■ **DO THIS**
Reproduce everything in the material below, from the line containing "target | red brick wall" down to the line containing "x=550 y=264", with both of those lines included.

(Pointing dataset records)
____________

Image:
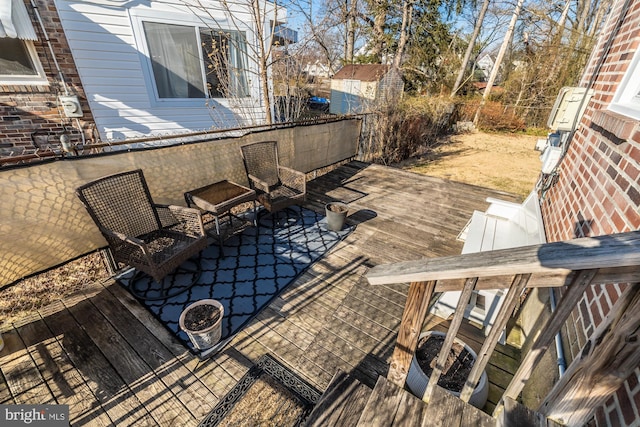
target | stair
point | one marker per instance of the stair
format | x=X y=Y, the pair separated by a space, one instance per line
x=347 y=402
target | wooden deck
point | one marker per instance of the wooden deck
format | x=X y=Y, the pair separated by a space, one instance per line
x=113 y=363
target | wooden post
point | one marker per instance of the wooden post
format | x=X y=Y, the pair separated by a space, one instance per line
x=465 y=296
x=509 y=304
x=415 y=311
x=606 y=361
x=547 y=333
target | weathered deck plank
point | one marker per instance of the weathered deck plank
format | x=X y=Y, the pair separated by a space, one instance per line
x=109 y=358
x=65 y=382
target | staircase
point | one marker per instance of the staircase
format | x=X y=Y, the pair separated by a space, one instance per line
x=348 y=402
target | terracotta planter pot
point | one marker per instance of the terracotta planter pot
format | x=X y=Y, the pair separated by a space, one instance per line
x=336 y=215
x=206 y=337
x=417 y=380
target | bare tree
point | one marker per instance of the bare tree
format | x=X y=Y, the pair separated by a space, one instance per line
x=496 y=67
x=470 y=47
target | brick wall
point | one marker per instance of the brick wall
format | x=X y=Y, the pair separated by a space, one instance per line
x=598 y=191
x=27 y=109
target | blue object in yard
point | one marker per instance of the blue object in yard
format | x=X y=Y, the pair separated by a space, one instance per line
x=318 y=103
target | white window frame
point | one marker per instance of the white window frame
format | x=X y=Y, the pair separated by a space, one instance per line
x=170 y=17
x=626 y=100
x=39 y=79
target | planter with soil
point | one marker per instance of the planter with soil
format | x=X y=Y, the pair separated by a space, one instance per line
x=456 y=370
x=202 y=322
x=336 y=215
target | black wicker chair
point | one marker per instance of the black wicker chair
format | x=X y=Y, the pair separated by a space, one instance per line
x=154 y=239
x=277 y=187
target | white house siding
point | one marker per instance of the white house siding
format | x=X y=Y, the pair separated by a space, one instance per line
x=113 y=71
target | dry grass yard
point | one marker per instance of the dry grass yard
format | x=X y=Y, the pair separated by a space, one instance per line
x=499 y=161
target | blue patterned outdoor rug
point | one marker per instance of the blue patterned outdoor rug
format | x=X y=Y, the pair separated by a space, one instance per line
x=257 y=265
x=268 y=395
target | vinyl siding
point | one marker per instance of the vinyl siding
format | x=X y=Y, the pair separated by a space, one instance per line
x=112 y=71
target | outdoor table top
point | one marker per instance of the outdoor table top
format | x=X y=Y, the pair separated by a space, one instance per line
x=219 y=197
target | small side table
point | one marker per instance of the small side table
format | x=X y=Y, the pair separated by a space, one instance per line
x=218 y=199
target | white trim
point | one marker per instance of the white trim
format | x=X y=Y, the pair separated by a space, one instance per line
x=626 y=100
x=15 y=21
x=40 y=79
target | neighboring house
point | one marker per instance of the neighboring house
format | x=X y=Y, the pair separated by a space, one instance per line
x=355 y=88
x=138 y=68
x=595 y=190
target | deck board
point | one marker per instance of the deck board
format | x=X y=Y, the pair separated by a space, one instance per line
x=107 y=357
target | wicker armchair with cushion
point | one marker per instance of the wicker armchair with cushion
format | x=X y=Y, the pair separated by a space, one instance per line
x=277 y=187
x=154 y=239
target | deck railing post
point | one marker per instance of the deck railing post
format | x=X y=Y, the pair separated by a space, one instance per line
x=566 y=305
x=609 y=357
x=465 y=296
x=415 y=311
x=509 y=304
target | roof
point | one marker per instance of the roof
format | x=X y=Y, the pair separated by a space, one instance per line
x=363 y=72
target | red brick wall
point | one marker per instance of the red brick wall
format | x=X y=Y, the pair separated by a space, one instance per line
x=25 y=109
x=598 y=191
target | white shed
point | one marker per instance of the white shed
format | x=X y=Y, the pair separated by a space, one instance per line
x=355 y=88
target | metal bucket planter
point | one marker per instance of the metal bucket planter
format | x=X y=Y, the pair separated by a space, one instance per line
x=202 y=322
x=336 y=215
x=417 y=380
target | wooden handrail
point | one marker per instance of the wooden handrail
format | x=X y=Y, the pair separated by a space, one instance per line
x=550 y=264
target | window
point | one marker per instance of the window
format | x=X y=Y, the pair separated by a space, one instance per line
x=225 y=63
x=192 y=62
x=627 y=98
x=19 y=64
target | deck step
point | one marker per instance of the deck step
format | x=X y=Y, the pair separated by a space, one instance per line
x=390 y=405
x=341 y=404
x=516 y=414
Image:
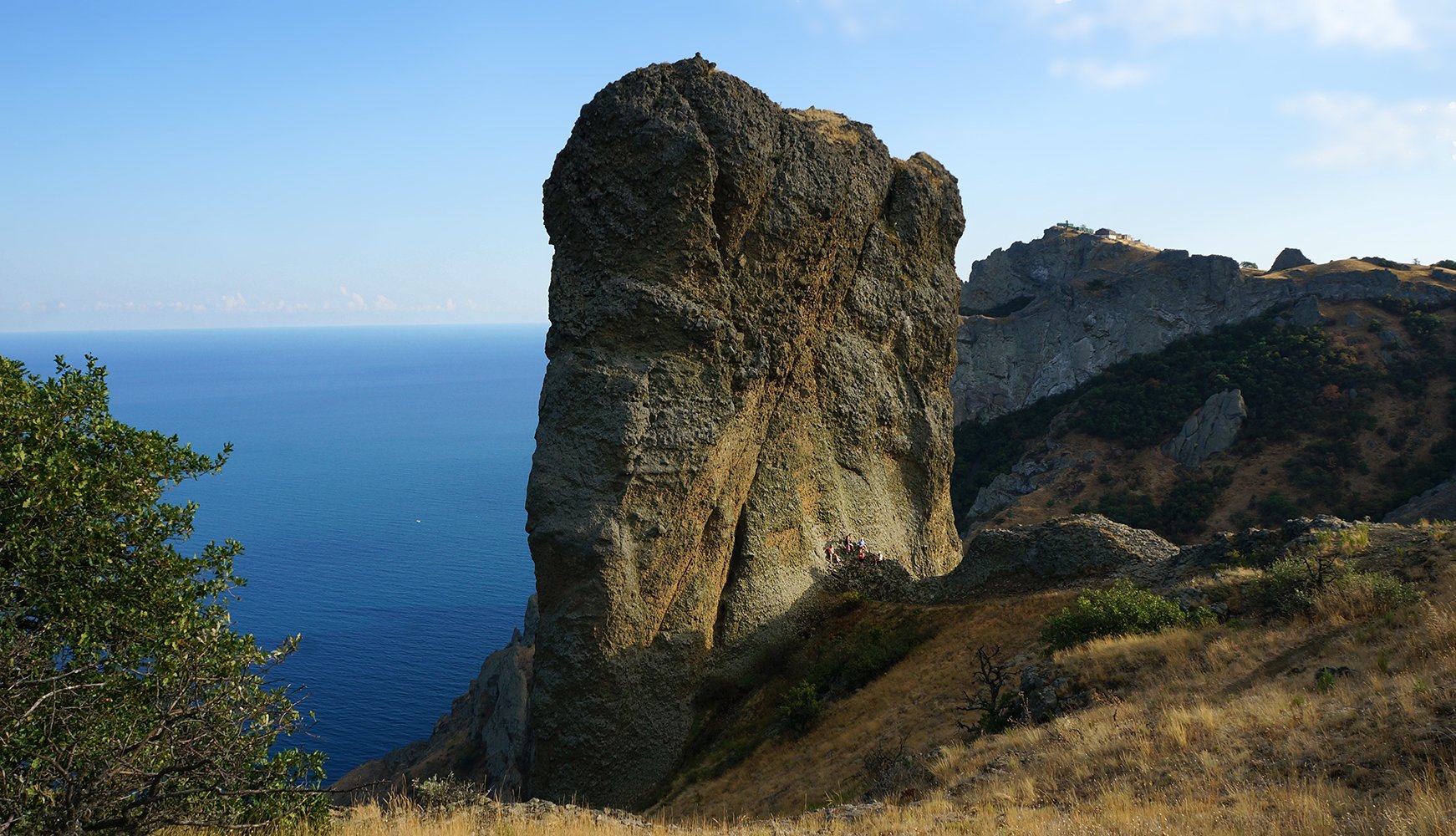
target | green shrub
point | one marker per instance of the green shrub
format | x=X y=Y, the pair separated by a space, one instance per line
x=1122 y=609
x=849 y=661
x=801 y=706
x=1316 y=581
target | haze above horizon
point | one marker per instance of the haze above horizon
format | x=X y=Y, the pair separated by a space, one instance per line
x=223 y=165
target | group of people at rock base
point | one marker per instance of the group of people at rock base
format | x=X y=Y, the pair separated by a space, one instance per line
x=851 y=549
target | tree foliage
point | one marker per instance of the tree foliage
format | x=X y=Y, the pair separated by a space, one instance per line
x=1122 y=609
x=129 y=702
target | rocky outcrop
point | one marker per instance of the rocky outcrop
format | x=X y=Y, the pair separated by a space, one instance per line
x=484 y=739
x=1057 y=549
x=1044 y=316
x=1436 y=504
x=1209 y=430
x=753 y=331
x=1289 y=258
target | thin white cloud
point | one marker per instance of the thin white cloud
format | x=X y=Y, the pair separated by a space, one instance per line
x=1101 y=76
x=354 y=300
x=1371 y=23
x=1359 y=131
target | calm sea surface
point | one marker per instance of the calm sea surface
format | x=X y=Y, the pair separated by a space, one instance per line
x=378 y=482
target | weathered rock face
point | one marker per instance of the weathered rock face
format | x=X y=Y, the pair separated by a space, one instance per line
x=753 y=329
x=1065 y=548
x=1289 y=258
x=1209 y=430
x=1044 y=316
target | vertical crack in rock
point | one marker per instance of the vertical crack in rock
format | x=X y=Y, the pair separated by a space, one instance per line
x=753 y=333
x=740 y=553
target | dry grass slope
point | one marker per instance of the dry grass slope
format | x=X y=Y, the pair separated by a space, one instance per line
x=1220 y=730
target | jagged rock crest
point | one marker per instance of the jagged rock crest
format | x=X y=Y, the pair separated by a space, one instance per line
x=753 y=318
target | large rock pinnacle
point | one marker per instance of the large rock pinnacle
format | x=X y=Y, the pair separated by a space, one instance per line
x=753 y=333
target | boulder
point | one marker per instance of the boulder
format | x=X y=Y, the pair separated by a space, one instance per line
x=1209 y=430
x=1289 y=258
x=753 y=331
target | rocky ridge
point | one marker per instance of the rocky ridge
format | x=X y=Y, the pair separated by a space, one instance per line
x=753 y=316
x=1040 y=318
x=1209 y=430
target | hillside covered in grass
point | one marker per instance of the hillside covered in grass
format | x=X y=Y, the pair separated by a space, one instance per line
x=1320 y=700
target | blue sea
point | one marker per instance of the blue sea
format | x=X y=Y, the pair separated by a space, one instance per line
x=378 y=482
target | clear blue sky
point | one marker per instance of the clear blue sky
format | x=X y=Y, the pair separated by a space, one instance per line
x=308 y=162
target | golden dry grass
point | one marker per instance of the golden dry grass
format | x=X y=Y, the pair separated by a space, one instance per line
x=1214 y=732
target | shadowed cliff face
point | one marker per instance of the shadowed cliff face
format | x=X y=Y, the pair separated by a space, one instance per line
x=1051 y=314
x=753 y=333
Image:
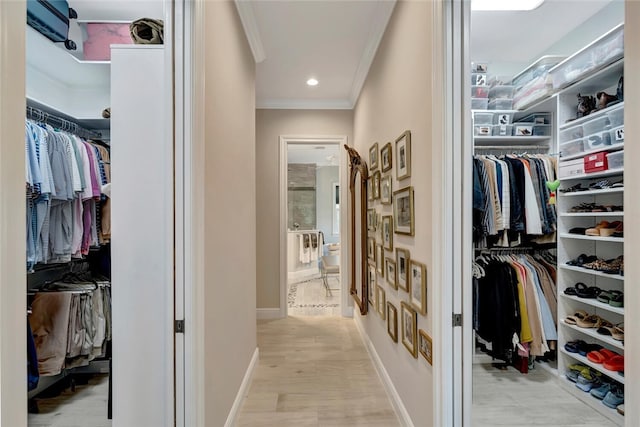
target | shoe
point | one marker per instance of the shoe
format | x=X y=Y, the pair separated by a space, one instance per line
x=614 y=397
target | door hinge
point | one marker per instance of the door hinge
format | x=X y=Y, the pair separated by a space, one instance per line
x=179 y=326
x=457 y=319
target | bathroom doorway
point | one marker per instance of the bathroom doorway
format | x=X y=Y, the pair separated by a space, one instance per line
x=311 y=223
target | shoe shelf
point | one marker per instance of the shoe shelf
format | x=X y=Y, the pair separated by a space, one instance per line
x=591 y=272
x=592 y=333
x=597 y=366
x=594 y=303
x=594 y=238
x=593 y=192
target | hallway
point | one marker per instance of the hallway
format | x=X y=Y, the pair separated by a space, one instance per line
x=314 y=371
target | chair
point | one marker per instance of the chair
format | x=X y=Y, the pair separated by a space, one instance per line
x=330 y=264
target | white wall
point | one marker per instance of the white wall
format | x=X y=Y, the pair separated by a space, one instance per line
x=397 y=97
x=13 y=353
x=270 y=125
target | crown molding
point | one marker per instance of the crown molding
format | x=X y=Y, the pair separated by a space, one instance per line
x=251 y=30
x=379 y=22
x=304 y=104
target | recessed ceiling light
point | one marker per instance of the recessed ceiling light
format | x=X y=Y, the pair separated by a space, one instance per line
x=505 y=5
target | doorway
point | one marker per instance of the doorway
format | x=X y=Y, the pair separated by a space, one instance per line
x=312 y=220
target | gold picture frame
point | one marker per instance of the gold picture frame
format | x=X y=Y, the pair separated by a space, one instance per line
x=403 y=211
x=392 y=321
x=403 y=156
x=425 y=346
x=418 y=286
x=409 y=333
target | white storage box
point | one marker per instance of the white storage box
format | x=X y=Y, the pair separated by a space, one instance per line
x=597 y=55
x=570 y=134
x=572 y=148
x=616 y=160
x=571 y=168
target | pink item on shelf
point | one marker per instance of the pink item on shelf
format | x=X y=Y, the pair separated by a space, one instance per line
x=100 y=37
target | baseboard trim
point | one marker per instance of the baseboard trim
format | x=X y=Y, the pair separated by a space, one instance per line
x=232 y=419
x=268 y=313
x=396 y=401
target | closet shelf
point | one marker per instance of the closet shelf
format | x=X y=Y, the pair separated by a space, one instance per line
x=593 y=192
x=598 y=367
x=592 y=333
x=593 y=238
x=589 y=214
x=607 y=148
x=594 y=175
x=595 y=303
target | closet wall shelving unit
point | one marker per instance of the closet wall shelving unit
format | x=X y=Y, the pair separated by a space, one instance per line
x=605 y=126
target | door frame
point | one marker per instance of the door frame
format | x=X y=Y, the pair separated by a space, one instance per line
x=346 y=307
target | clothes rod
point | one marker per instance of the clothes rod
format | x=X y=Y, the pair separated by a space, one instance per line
x=60 y=123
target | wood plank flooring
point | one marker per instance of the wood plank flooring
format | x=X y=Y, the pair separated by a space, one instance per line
x=314 y=371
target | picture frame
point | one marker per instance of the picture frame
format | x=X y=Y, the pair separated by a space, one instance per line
x=385 y=157
x=409 y=333
x=418 y=286
x=387 y=232
x=392 y=321
x=376 y=185
x=373 y=157
x=403 y=156
x=381 y=302
x=403 y=211
x=372 y=281
x=371 y=249
x=386 y=188
x=380 y=259
x=390 y=271
x=402 y=269
x=425 y=346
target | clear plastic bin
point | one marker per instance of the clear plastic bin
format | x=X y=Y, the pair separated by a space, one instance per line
x=572 y=148
x=596 y=125
x=502 y=130
x=571 y=134
x=600 y=53
x=617 y=135
x=598 y=139
x=479 y=103
x=616 y=117
x=480 y=118
x=615 y=160
x=501 y=92
x=500 y=104
x=479 y=91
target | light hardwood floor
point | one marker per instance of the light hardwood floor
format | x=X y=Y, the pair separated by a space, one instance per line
x=314 y=371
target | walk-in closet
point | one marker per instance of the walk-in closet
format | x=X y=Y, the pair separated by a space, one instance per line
x=82 y=101
x=547 y=118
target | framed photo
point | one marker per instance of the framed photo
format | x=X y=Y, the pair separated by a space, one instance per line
x=372 y=284
x=371 y=249
x=425 y=346
x=402 y=269
x=392 y=321
x=386 y=190
x=376 y=185
x=403 y=211
x=403 y=156
x=371 y=219
x=418 y=286
x=409 y=321
x=373 y=157
x=390 y=267
x=385 y=157
x=380 y=259
x=381 y=302
x=387 y=232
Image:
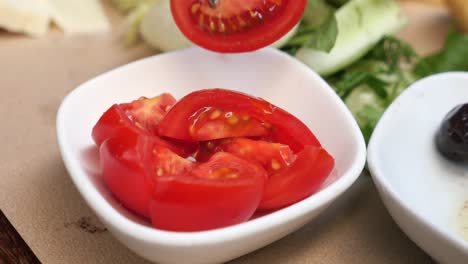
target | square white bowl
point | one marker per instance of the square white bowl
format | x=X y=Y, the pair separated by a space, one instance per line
x=268 y=73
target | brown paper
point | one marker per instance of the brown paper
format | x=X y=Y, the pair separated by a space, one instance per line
x=39 y=198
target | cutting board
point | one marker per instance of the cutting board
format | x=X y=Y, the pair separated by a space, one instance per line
x=38 y=197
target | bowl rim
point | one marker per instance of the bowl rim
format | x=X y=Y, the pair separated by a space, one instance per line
x=170 y=238
x=378 y=174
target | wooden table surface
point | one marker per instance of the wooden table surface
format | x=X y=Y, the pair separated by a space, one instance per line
x=40 y=201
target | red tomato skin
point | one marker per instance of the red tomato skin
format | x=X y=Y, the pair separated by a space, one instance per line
x=124 y=172
x=116 y=123
x=259 y=36
x=303 y=178
x=286 y=129
x=113 y=123
x=196 y=203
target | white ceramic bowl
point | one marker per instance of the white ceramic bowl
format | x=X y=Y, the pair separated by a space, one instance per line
x=268 y=73
x=424 y=192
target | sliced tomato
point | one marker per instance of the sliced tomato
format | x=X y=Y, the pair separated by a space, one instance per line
x=141 y=116
x=279 y=126
x=273 y=157
x=303 y=178
x=224 y=191
x=236 y=25
x=213 y=123
x=124 y=172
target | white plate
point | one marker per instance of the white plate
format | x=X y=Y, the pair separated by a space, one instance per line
x=268 y=73
x=424 y=192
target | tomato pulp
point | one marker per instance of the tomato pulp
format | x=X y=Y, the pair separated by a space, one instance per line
x=210 y=160
x=236 y=25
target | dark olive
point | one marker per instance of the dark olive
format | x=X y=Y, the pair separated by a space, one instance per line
x=452 y=137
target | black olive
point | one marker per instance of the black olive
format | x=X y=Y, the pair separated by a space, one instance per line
x=452 y=137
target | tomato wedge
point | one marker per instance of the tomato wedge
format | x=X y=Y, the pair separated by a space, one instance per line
x=273 y=157
x=224 y=191
x=141 y=116
x=300 y=180
x=280 y=126
x=236 y=25
x=124 y=172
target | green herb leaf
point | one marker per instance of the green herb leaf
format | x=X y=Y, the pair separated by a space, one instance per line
x=318 y=29
x=370 y=84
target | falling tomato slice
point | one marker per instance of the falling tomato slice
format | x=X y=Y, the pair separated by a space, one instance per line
x=231 y=26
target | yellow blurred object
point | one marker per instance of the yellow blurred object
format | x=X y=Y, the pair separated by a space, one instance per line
x=434 y=2
x=459 y=9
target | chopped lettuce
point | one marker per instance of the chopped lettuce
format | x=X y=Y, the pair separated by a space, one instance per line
x=318 y=29
x=369 y=85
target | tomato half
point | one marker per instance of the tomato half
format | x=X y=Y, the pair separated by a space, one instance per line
x=300 y=180
x=141 y=116
x=236 y=25
x=224 y=191
x=279 y=126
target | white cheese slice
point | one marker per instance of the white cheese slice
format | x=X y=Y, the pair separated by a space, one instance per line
x=25 y=16
x=79 y=16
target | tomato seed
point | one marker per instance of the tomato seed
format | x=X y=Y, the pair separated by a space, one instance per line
x=275 y=164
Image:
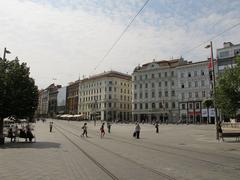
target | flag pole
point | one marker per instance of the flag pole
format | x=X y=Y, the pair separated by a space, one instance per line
x=214 y=91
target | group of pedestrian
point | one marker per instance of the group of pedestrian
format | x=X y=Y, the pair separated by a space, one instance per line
x=136 y=132
x=50 y=126
x=23 y=132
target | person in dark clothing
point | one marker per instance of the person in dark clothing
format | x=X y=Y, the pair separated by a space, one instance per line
x=137 y=130
x=157 y=127
x=109 y=127
x=219 y=126
x=84 y=128
x=51 y=126
x=102 y=132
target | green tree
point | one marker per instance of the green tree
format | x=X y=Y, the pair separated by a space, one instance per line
x=18 y=92
x=228 y=91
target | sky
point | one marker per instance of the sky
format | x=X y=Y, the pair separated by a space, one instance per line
x=64 y=40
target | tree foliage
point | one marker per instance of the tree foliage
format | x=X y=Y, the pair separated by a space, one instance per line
x=18 y=92
x=228 y=91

____________

■ **ANSWER TO THIS TASK**
target | red brick wall
point | one marker per instance of the red brick wall
format | x=X y=Y, the pair separated by a space, one instance per line
x=25 y=109
x=598 y=191
target | white shed
point | one marker per instance of the white shed
format | x=X y=Y, the pair separated by a space, one instance per line
x=355 y=88
target | metal bucket planter
point | one marker per instance of the metal bucket planter
format | x=X y=Y, the pair separated by a space, one instance per line
x=202 y=322
x=336 y=215
x=417 y=380
target | wooden handrail
point | one marker per instance of the wooden handrail
format | x=X y=Y, the pair separated by a space, one instance per line
x=550 y=264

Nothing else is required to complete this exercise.